Work order -
Retype the passage of the math neurons article that begins with the words containing "What’s more, the" and ends with "we did this.".

Document text -
Saturday, May 13, 2023

Our Brains Have Specific ‘Math Neurons,’ New Study Finds





It turns out that everyone has what it takes to do maths. In a new study published in Current Biology last week, scientists identified neurons in the brain that fire specifically for different math operations. There is one set that lights up during additions, and another during subtractions.

What’s more, the neurons activate regardless of how the operation is signaled to the brain — whether it is through symbols or through written instructions. Previously, math calculations have remained a mystery — more specifically, we know that we can do this, but we didn’t exactly know what happened in our brains while we did this.

The study included five women and four men, and researchers attached electrodes to their brains’ temporal lobes to study neural activity. While performing arithmetic tasks, the electrodes picked up neural activity from specific neurons — more significantly, different ones were involved for different tasks.

“For example, when subjects were asked to calculate ‘5 and 3’, their addition neurons sprang back into action; whereas for ‘7 less 4,’ their subtraction neurons did,” Esther Kutter, one of the study’s authors, told Science Daily.

The implications are significant — it means that we come prewired to perform mathematical calculations, and that our brain cells come encoded with these specific instructions.

The new research also expands our understanding of which parts of the brain are involved in mathematical calculations. While previously considered the domain of the prefrontal lobe alone, the temporal lobe is also implicated in these new findings. The neurons themselves were dubbed “rule-selective” neurons, for the way in which they responded only to specific arithmetic rules.

Source data -
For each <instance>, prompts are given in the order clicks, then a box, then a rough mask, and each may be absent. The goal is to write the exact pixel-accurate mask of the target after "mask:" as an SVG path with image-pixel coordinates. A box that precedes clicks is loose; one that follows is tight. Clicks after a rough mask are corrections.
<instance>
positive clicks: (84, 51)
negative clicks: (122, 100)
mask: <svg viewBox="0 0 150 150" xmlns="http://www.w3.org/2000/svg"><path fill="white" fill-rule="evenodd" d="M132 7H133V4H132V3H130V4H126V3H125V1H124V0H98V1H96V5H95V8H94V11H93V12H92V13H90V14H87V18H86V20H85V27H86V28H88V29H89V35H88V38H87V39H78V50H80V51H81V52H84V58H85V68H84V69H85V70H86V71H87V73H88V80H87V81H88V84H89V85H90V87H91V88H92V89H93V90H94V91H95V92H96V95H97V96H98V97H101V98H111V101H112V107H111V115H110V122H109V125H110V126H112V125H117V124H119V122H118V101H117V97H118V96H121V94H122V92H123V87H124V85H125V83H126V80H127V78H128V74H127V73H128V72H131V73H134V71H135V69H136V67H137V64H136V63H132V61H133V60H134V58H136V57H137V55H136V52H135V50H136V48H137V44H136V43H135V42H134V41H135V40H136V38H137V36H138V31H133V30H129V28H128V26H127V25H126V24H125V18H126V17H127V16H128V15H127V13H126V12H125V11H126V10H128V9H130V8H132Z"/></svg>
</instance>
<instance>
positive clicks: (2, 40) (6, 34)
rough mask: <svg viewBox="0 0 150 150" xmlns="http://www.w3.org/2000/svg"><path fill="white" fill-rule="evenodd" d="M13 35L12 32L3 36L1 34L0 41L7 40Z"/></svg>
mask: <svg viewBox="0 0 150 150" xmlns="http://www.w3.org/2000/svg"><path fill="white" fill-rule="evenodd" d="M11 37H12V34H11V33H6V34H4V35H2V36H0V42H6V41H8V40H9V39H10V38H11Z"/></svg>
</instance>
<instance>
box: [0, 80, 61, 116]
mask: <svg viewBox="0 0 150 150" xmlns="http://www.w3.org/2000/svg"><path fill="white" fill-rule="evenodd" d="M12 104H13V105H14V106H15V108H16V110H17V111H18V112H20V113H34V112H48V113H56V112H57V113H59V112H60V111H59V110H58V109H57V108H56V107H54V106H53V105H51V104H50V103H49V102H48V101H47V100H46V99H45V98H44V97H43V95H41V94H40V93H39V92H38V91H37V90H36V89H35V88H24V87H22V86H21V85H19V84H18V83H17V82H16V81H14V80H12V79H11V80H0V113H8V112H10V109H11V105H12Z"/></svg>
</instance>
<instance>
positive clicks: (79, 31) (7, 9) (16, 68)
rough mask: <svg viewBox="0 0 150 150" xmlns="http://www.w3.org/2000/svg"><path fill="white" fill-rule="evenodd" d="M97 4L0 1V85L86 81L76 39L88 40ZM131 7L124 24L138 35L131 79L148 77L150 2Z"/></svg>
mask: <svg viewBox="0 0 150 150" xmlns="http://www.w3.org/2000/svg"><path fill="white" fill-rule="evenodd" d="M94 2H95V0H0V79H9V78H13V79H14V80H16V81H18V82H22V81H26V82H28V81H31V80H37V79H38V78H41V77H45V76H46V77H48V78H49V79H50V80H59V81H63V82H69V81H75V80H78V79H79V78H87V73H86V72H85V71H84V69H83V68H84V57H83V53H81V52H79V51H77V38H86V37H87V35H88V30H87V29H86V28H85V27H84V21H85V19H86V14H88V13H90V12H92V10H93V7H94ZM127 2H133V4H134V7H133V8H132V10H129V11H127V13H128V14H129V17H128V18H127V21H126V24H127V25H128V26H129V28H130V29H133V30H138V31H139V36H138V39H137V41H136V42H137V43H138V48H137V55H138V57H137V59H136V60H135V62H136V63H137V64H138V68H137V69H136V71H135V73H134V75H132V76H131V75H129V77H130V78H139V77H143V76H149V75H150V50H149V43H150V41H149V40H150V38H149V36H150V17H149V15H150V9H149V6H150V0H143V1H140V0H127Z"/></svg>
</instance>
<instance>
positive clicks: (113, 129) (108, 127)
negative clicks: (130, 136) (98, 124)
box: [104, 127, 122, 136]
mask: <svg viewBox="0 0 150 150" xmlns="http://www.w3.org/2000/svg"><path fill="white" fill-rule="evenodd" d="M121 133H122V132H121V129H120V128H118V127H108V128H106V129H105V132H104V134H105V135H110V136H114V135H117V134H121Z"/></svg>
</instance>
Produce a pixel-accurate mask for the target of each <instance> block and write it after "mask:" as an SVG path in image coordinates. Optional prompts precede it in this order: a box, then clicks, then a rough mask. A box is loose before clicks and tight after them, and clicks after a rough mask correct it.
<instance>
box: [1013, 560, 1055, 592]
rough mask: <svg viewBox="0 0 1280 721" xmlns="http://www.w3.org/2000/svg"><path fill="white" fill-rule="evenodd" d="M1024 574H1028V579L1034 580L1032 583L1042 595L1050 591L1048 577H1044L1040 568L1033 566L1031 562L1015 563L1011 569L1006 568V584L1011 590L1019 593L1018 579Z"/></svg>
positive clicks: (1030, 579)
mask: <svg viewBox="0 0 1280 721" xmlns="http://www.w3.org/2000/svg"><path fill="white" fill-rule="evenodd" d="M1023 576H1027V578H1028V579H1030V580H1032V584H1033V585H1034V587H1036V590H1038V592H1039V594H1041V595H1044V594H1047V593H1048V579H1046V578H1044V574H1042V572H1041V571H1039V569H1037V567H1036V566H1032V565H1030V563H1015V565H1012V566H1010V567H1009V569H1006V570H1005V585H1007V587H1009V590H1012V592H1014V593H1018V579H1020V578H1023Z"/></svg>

Response to this task -
What’s more, the neurons activate regardless of how the operation is signaled to the brain — whether it is through symbols or through written instructions. Previously, math calculations have remained a mystery — more specifically, we know that we can do this, but we didn’t exactly know what happened in our brains while we did this.